__What you need to do__
Give back an exact copy of the listing that follows, without the pictures.

+++ Supplied material +++

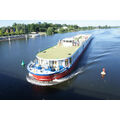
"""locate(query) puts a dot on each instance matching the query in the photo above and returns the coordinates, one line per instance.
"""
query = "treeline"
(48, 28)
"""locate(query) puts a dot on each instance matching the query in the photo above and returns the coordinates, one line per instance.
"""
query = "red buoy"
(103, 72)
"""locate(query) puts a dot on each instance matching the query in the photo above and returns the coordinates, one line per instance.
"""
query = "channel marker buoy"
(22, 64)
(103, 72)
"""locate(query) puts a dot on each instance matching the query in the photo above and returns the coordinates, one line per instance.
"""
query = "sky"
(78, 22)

+++

__Answer to this problem__
"""locate(query) puts a dot on each instance matching the query in the photo above and returns the coordinates, one line per instance.
"""
query = "treeline"
(48, 28)
"""locate(query) puts a dot on each instance matching the query in the photo above and returns the coordinates, one line per instance.
"""
query = "red buoy"
(103, 72)
"""locate(query) puts a dot on each instance matching the query in the photo above and returns the coordinates, one line per instance.
"""
query = "channel marker buoy"
(22, 64)
(103, 72)
"""locate(query) puts a dot on each instance matching the query in the photo above and returns the coordinates, one line per instance.
"""
query = "sky"
(78, 22)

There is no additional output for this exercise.